◆ KUTIPAN SUMBER ◆

--- --- ---

Jakarta – Humas BRIN. Kepala Organisasi Riset Arkeologi, Bahasa, dan Sastra (OR Arbastra), Dr. Herry Jogaswara memberikan apresiasi atas terselenggaranya webinar ini. “Bagaimana teman-teman dari arkeometri khususnya, mencoba menerjemahkan berbagai riset ini ke dalam ranah publik dan mudah dipahami oleh publik. Saya kira itu yang tantangan paling besar, riset ini punya satu domain ilmu tertentu,” ujarnya. Acara bertajuk “Rekam Jejak Paleodiet Para Penghuni Awal Nusantara” ini diselenggarakan oleh Pusat Riset Arkeometri, OR ABS BRIN pada Senin (31/10).

Tema Paleodiet sendiri bagi Herry juga merupakan istilah yang jarang terdengar. Konsen dari setiap ilmu itu nantinya adalah bagaimana riset-riset yang berkaitan dengan masa lalu kemudian kita akan coba hubungkan dengan permasalahan yang ada pada situasi kekinian. Jadi bagaimana pola makan masa lalu itu ya? Kemudian dikaitkan juga dengan kondisi ekosistem pada masa lalu. Sebagai antropolog misalnya, Herry menjelaskan dahulu beliau mempelajari intensif tentang sejarah Padi. “Kita sering menyebut bahwa Dewi Sri itu sebagai dewi padi, padahal menurut temuan-temuan yang lain. Contohnya Dewi Sri itu bukan hanya dewi padi, namun dewi keragaman pangan juga. Berbagai tumbuhan biji-biji yang memang dihasilkan dalam legenda itu ya, tetapi mungkin saya kira yang perlu kita lihat dari moral cerita itu adalah ke depannya,” ujarnya.

Herry menambahkan, apakah peradaban manusia saat ini semakin monokultur dari sisi pangan, sisi makanan di mana bahwa apapun yang monokultur itu berbahaya. Dari sisi yang bersifat makanan pokok. Bicara makanan pokok hanya bicara tentang beras, sagu, jagung jadi semakin terbatas gitu ya. Mungkin di beberapa daerah ada umbi-umbian termasuk ubi jalar dan talas di wilayah pegunungan.

Herry mengajak kita mewaspadai sejak sekarang tentang bagaimana sebetulnya apa persoalan pangan ini ketika menjadi monokultur dan diharapkan riset-riset walaupun masa lalunya sangat panjang, mungkin bisa memberi inspirasi. Sebentar lagi akan dibuka pendanaan untuk apa eksplorasi dan ekspedisi. Herry mengharapkan para peneliti BRIN, khususnya arkeometri maupun di arkeologi untuk bisa terlibat dalam kegiatan eksplorasi dan ekspedisi karena kegiatan ini lebih fokus untuk mengumpulkan spesimen.

--- --- ---

◆ CATATAN DATA ◆

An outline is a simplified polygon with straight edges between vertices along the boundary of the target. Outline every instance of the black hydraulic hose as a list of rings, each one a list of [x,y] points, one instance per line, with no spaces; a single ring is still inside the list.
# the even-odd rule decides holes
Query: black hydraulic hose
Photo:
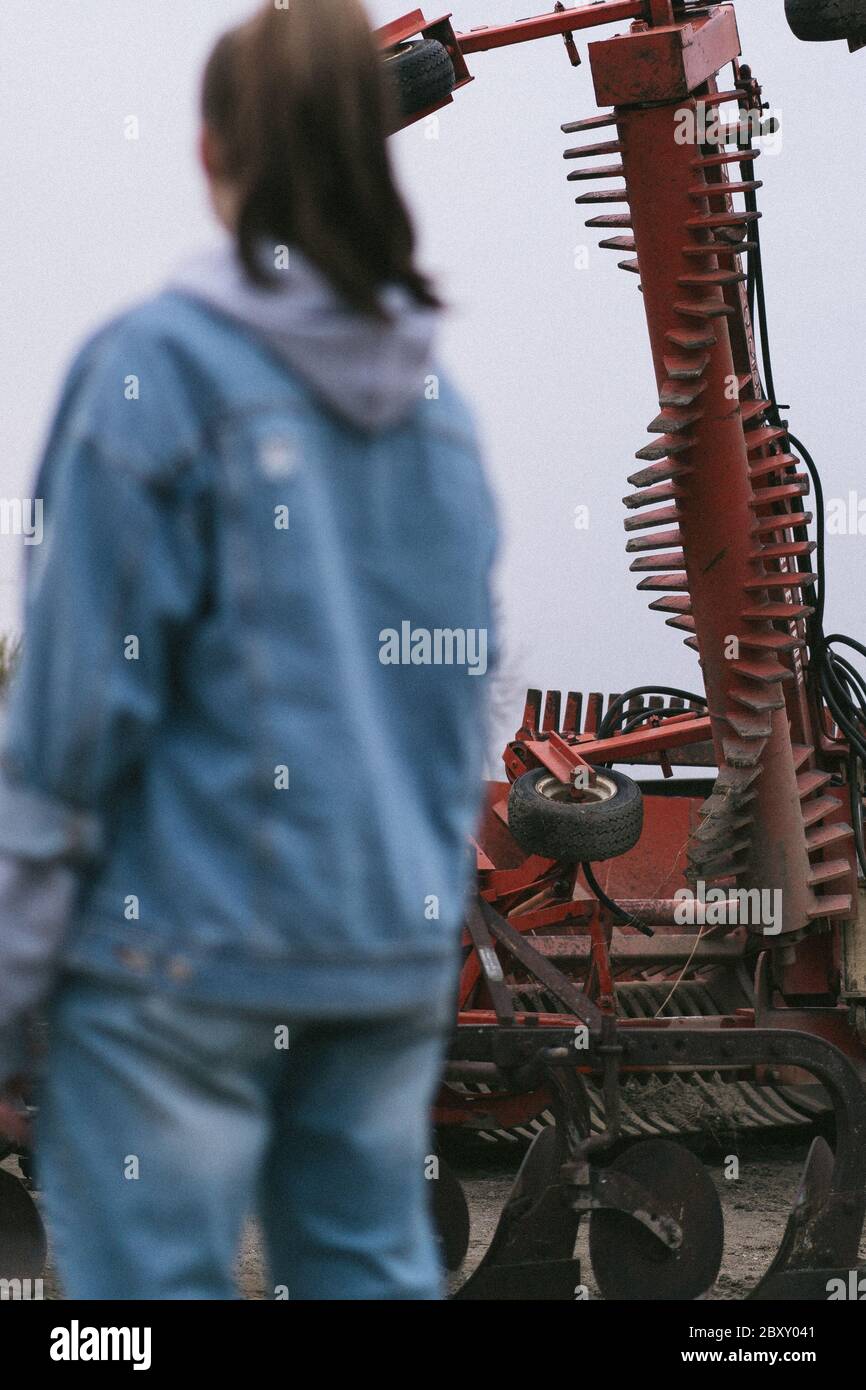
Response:
[[[620,908],[619,902],[614,902],[613,898],[607,897],[601,883],[592,873],[592,865],[581,865],[581,869],[584,870],[584,878],[587,880],[589,891],[595,894],[603,908],[607,908],[607,912],[613,913],[617,922],[621,922],[627,927],[637,927],[637,930],[642,931],[645,937],[655,937],[652,927],[648,927],[641,917],[635,917],[631,912],[626,912],[624,908]]]
[[[748,150],[744,150],[744,154],[746,154],[748,161]],[[746,206],[756,210],[758,202],[753,192],[746,193]],[[753,222],[752,225],[752,239],[756,246],[755,250],[749,252],[749,304],[756,304],[758,307],[760,357],[766,388],[765,393],[771,402],[767,416],[771,424],[787,431],[790,446],[806,464],[815,498],[815,535],[817,542],[815,552],[815,573],[817,575],[817,584],[808,588],[809,598],[812,599],[815,607],[808,624],[810,656],[809,674],[820,699],[830,710],[837,728],[848,739],[851,749],[851,758],[848,760],[851,820],[858,863],[860,866],[860,873],[866,877],[866,827],[863,824],[863,805],[860,798],[860,776],[866,770],[866,678],[847,657],[834,651],[834,646],[847,646],[852,652],[856,652],[858,656],[866,657],[866,646],[841,632],[834,632],[831,637],[824,634],[827,600],[827,532],[824,489],[815,459],[803,442],[798,439],[796,435],[791,434],[787,421],[783,421],[781,418],[780,407],[776,400],[776,384],[773,379],[773,360],[767,327],[766,286],[760,252],[760,228],[758,222]],[[801,569],[805,569],[806,563],[808,562],[803,562]]]
[[[695,695],[694,691],[681,691],[674,685],[635,685],[634,689],[626,691],[624,695],[617,696],[610,705],[610,709],[605,714],[598,738],[612,738],[617,733],[620,724],[626,719],[626,706],[632,699],[641,699],[644,695],[671,695],[674,699],[685,701],[688,705],[702,705],[706,706],[705,695]],[[637,713],[637,712],[632,712]],[[660,714],[662,710],[646,710],[646,714]],[[685,710],[674,710],[677,714],[687,713]]]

--- --- ---

◆ KERJAKAN SOAL BERIKUT ◆
(a) Tolong terjemahkan kalimat dari kutipan sumber ini ke dalam bahasa Inggris: "Tema Paleodiet sendiri bagi Herry juga merupakan istilah yang jarang terdengar."
(b) Menurut kutipan sumber, pihak mana yang menyelenggarakan acara "Rekam Jejak Paleodiet Para Penghuni Awal Nusantara"?
(c) Tulis kembali bagian kutipan sumber yang dibuka dengan kata-kata "Herry menambahkan, apakah" dan ditutup dengan "untuk mengumpulkan spesimen.", lalu ganti setiap "monokultur" dengan "seragam".
Kerjakan semuanya hanya berdasarkan kutipan sumber.

◆ JAWABAN SOAL ◆
(a) For Herry, the theme of paleodiet itself is also a term that is rarely heard.

(b) Pusat Riset Arkeometri, OR ABS BRIN.

(c)
Herry menambahkan, apakah peradaban manusia saat ini semakin seragam dari sisi pangan, sisi makanan di mana bahwa apapun yang seragam itu berbahaya. Dari sisi yang bersifat makanan pokok. Bicara makanan pokok hanya bicara tentang beras, sagu, jagung jadi semakin terbatas gitu ya. Mungkin di beberapa daerah ada umbi-umbian termasuk ubi jalar dan talas di wilayah pegunungan.

Herry mengajak kita mewaspadai sejak sekarang tentang bagaimana sebetulnya apa persoalan pangan ini ketika menjadi seragam dan diharapkan riset-riset walaupun masa lalunya sangat panjang, mungkin bisa memberi inspirasi. Sebentar lagi akan dibuka pendanaan untuk apa eksplorasi dan ekspedisi. Herry mengharapkan para peneliti BRIN, khususnya arkeometri maupun di arkeologi untuk bisa terlibat dalam kegiatan eksplorasi dan ekspedisi karena kegiatan ini lebih fokus untuk mengumpulkan spesimen.